Task –
Please find every line in the records below that contains the word "soil", and copy it.

[Stored dataset items]
※
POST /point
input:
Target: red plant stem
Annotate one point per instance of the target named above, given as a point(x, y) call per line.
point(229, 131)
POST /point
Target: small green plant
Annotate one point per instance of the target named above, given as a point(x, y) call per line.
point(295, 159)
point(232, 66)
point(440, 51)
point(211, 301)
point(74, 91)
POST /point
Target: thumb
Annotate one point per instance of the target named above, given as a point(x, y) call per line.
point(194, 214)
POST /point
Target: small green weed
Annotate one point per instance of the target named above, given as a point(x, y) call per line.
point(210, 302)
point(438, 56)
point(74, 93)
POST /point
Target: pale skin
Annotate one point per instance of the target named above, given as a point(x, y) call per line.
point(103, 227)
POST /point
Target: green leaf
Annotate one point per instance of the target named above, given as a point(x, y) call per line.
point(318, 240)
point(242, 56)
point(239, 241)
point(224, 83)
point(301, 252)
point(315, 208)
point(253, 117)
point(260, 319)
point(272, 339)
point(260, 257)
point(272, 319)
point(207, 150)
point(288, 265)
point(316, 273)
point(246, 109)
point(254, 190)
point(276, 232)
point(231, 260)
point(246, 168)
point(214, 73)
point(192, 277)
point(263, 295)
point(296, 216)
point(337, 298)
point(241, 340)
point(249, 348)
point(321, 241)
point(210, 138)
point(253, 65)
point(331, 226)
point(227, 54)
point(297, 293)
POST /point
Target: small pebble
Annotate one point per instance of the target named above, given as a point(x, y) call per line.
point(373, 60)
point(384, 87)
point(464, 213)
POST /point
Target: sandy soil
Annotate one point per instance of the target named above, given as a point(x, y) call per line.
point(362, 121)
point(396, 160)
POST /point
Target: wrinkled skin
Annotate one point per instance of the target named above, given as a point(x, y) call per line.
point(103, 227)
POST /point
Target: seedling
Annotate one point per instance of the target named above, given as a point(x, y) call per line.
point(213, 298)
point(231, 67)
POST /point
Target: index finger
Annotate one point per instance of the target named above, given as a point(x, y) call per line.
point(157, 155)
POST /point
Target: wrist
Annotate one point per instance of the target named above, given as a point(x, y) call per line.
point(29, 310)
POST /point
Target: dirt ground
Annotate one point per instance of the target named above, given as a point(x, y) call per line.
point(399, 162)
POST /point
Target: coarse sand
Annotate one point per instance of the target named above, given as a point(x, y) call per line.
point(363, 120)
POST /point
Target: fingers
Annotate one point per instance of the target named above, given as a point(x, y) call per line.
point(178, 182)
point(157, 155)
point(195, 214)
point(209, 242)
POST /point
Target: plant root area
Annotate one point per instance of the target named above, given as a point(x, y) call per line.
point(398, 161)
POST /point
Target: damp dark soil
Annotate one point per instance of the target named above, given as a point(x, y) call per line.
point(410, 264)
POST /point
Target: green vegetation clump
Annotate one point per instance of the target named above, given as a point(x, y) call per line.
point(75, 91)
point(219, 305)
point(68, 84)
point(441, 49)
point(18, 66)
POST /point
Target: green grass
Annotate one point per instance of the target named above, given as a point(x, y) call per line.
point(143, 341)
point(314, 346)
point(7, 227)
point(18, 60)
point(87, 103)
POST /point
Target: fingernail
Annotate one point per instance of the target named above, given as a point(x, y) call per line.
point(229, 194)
※
Result below –
Target: sandy soil
Target: damp dark soil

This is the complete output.